== Records to process ==
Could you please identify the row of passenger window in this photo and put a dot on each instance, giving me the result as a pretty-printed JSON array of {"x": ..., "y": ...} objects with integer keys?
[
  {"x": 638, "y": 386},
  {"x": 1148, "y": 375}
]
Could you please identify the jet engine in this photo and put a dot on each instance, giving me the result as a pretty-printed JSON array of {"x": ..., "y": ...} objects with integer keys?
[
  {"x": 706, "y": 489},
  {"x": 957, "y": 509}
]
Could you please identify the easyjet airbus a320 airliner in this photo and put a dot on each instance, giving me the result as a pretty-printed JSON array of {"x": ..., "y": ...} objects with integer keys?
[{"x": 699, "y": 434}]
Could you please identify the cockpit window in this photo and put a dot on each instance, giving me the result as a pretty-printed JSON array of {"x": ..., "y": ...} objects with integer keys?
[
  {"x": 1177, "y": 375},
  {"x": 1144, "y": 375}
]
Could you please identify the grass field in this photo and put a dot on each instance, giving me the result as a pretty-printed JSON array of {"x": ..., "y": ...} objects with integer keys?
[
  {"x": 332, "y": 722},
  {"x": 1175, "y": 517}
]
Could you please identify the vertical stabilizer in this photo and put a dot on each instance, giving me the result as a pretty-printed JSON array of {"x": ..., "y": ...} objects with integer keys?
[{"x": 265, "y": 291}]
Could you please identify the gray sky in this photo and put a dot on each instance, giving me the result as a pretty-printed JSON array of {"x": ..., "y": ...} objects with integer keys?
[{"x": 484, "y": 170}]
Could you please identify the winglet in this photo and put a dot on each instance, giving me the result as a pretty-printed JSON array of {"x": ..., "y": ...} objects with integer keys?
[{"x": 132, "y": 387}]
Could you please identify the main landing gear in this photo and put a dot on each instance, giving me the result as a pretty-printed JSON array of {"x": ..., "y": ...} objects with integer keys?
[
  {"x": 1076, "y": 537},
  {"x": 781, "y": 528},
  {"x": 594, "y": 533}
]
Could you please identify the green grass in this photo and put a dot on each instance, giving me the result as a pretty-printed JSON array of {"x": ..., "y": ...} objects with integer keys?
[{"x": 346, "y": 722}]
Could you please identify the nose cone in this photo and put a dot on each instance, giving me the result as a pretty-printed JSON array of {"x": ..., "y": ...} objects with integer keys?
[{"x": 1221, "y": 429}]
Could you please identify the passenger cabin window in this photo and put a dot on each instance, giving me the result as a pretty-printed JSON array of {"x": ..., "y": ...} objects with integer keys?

== Instructions to follow ==
Repeat all of the entries above exactly.

== Problem solution ==
Could you please identify the row of passenger window in this photo and put a dot on each instance, giving me the result as a pretty-printed JSON array of {"x": ..., "y": ...} objects with integer keys?
[
  {"x": 638, "y": 386},
  {"x": 1148, "y": 375}
]
Could you please identify the jet engine in this photo and put a dot on each instance, giving me the result as a pretty-printed JSON array of {"x": ..., "y": ...} objects with integer keys?
[
  {"x": 706, "y": 489},
  {"x": 957, "y": 509}
]
Could you please identify the easyjet airbus a320 airliner in this photo and put a dot on each instance, giving me the result as a pretty-printed JSON array of {"x": ..., "y": ...} objects with integer keys?
[{"x": 699, "y": 434}]
Could you please identify the cockpit window in this photo and put a dot on each instance, giving me the result as a pretty-printed JSON array of {"x": ..., "y": ...} objects with integer keys?
[
  {"x": 1177, "y": 375},
  {"x": 1144, "y": 375}
]
Could you please identify the grass field in this photo and put a dot on each instance, giving me the result as a pretty-printed JSON array of {"x": ..., "y": ...} objects with integer keys?
[
  {"x": 332, "y": 722},
  {"x": 1175, "y": 517}
]
Could you please identify the vertical stabilizer in this photo and put a dot on each instance, giving me the result as a pretty-printed JSON array of {"x": ..., "y": ...} objects with integer keys?
[{"x": 265, "y": 291}]
Could you please identify the gray sky in this photo and put a dot on each instance, giving me the result as a pretty-printed JSON array of {"x": ..., "y": ...} objects with integer keys?
[{"x": 484, "y": 170}]
Could you please identify the winglet in this photo and put a dot on each instance, giving me the result as a pretty-printed JSON array of {"x": ..., "y": ...} objects with integer keys?
[{"x": 132, "y": 387}]
Could you please identify the main landing gear in this photo and put a dot on each instance, giving me the result as a pretty-printed JSON array of {"x": ..., "y": ...} objects with integer keys?
[
  {"x": 1076, "y": 537},
  {"x": 781, "y": 528},
  {"x": 594, "y": 533}
]
Could you please identify the green grass in this photo and put a dot on each instance, giving me the result as a pretty-printed JSON array of {"x": ..., "y": ...} objects with integer keys?
[{"x": 346, "y": 722}]
Could you please identify the nose cone in this photo and put a dot on each instance, giving me the result as a pretty-printed JSON array of {"x": ..., "y": ...} objects with integer keys?
[{"x": 1221, "y": 429}]
Could you please identify the passenger cabin window in this photo and put a dot on each instance, giving me the result as a pretty-printed JSON array of {"x": ..., "y": ...} objects with integer keys?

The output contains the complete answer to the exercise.